_EXTRAIT DU DOCUMENT_
★ ★ ★ ★ ★ ★ ★

La deuxième forme de menace informatique qui peut revêtir des enjeux nationaux est bien sûr le cyber-espionnage. Je ne parle pas du vol d'informations personnelles à des individus, mais du cyber-espionnage à grande échelle, qui peut toucher des entreprises, notamment celles qui travaillent dans les secteurs sensibles, ou des opérateurs relevant de ce que nous appelons les secteurs d'activité d'importance vitale, parmi lesquels figurent la banque, l'énergie, les transports ou la défense. Il y a là des acteurs économiques et des opérateurs qui détiennent des secrets de fabrication ou des secrets de fonctionnement d'une autre société. L'espionnage dont a été victime la société AREVA figure dans le rapport sur la cyberdéfense du sénateur Bockel, ainsi que celui qui a touché Bercy. Si vous avez lu la presse des derniers jours, vous avez appris que la société américaine Mandiant aurait trouvé l'origine d'une campagne d'espionnage informatique systématique conduite chez des industriels américains - 141 cas ont été rapportés. Ce pillage de secrets industriels aurait une origine étatique - je vous laisse découvrir laquelle.

S'agissant de cyber espionnage, la presse ne révèle cependant que la partie émergée de l'iceberg. Le SGDSN, avec l'Agence nationale de la sécurité des systèmes d'information (ANSSI), traite de très nombreux cas qui sont couverts par le secret, les opérateurs ne souhaitant pas que l'on fasse état des atteintes qu'ils subissent. Je vous confirme que cette menace n'est pas potentielle, mais quasi systématique.

La nouvelle forme de menace informatique qui touche les intérêts souverains est le cyber-sabotage. La transition entre le cyber-espionnage et le cyber-sabotage est désormais consommée. Vous vous souvenez sans doute du ver Slammer, qui avait semé « la pagaille » dans le système informatique de distribution d'électricité de l'Ohio et entraîné un blackout touchant 50 millions d'abonnés américains en 2003. Telle n'était peut-être pas l'intention de départ, mais toujours est-il qu'il est possible de toucher, par des moyens informatiques, des secteurs d'activité d'importance vitale dans leur fonctionnement, mettant ainsi en péril des fonctions vitales de la nation.

Comment a-t-on pu passer d'une menace potentielle, qui n'occupait que les esprits des spécialistes, à une menace réelle ? La technologie et les usages nous exposent de plus en plus à ces menaces. D'une part nous faisons face à un empilement de technologies de plus en plus chancelant ; il faut rétablir la chaîne de la confiance entre des systèmes d'exploitation du matériel, des applications, des middleware, qui vivent chacun sur une couche d'abstraction de la couche qui est en dessous, interprètent les commandes, et laissent finalement autant d'interstices à l'attaquant pour s'infiltrer dans les systèmes. D'autre part, c'est le problème de la confiance dans la chaîne d'approvisionnement de nos systèmes informatiques et de la maîtrise technologique qui est posé. Je vous rappellerai à cet égard le bon mot fait par Ken Thompson, gourou de la sécurité informatique, en 1984 : « Vous ne pouvez pas faire confiance à un code dont vous n'êtes pas totalement l'auteur, surtout si vous faites appel à des sociétés qui emploient des gens comme moi. » La confiance dans la chaîne d'approvisionnement est vitale. Asseoir cette confiance mérite donc la mise en oeuvre d'une politique industrielle à l'échelle nationale.

★ ★ ★ ★ ★ ★ ★

Données de localisation spatiale
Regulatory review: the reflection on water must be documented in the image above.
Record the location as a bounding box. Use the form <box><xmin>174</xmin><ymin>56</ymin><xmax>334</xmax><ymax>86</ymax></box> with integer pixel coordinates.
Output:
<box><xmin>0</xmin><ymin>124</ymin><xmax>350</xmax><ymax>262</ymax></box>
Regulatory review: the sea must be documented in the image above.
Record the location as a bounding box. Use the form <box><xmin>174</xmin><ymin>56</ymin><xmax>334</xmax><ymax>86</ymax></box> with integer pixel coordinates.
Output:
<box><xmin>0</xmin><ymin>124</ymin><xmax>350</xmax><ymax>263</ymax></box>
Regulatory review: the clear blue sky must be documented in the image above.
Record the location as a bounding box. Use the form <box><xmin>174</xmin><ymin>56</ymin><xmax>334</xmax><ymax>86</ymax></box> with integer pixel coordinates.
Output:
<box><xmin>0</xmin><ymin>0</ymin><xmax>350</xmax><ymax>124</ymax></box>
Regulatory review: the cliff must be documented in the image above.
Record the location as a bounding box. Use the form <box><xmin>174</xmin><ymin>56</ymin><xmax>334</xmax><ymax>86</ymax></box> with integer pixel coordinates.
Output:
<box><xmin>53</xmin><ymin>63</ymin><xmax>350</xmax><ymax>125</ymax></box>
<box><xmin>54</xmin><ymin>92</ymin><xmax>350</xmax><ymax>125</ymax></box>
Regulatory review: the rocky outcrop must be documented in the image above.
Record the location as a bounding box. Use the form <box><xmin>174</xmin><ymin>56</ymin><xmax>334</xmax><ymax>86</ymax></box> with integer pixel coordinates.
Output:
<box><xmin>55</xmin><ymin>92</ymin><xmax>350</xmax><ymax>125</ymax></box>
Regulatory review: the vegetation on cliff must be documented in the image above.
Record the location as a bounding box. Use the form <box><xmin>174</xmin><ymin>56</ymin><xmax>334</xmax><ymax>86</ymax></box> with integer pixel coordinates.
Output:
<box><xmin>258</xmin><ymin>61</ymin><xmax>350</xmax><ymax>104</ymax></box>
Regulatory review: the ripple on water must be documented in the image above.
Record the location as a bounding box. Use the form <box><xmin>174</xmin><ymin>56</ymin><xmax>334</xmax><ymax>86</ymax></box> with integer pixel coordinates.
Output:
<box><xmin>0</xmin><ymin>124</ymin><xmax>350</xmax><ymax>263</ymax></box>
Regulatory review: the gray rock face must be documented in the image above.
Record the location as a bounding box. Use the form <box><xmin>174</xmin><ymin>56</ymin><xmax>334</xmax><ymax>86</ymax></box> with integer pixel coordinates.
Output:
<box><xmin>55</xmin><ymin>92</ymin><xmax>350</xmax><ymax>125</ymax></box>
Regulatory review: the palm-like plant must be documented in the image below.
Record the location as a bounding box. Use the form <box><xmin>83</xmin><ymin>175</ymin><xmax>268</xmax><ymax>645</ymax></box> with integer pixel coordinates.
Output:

★ ★ ★ ★ ★ ★ ★

_VOTRE CONSIGNE_
Recopiez mot pour mot un passage de l'extrait sur les cybermenaces, en commençant aux mots « La nouvelle forme » et en vous arrêtant après les mots « de la nation. ». Les entrées proviennent d'une autre source que l'extrait.

_VOTRE RÉPONSE_
La nouvelle forme de menace informatique qui touche les intérêts souverains est le cyber-sabotage. La transition entre le cyber-espionnage et le cyber-sabotage est désormais consommée. Vous vous souvenez sans doute du ver Slammer, qui avait semé « la pagaille » dans le système informatique de distribution d'électricité de l'Ohio et entraîné un blackout touchant 50 millions d'abonnés américains en 2003. Telle n'était peut-être pas l'intention de départ, mais toujours est-il qu'il est possible de toucher, par des moyens informatiques, des secteurs d'activité d'importance vitale dans leur fonctionnement, mettant ainsi en péril des fonctions vitales de la nation.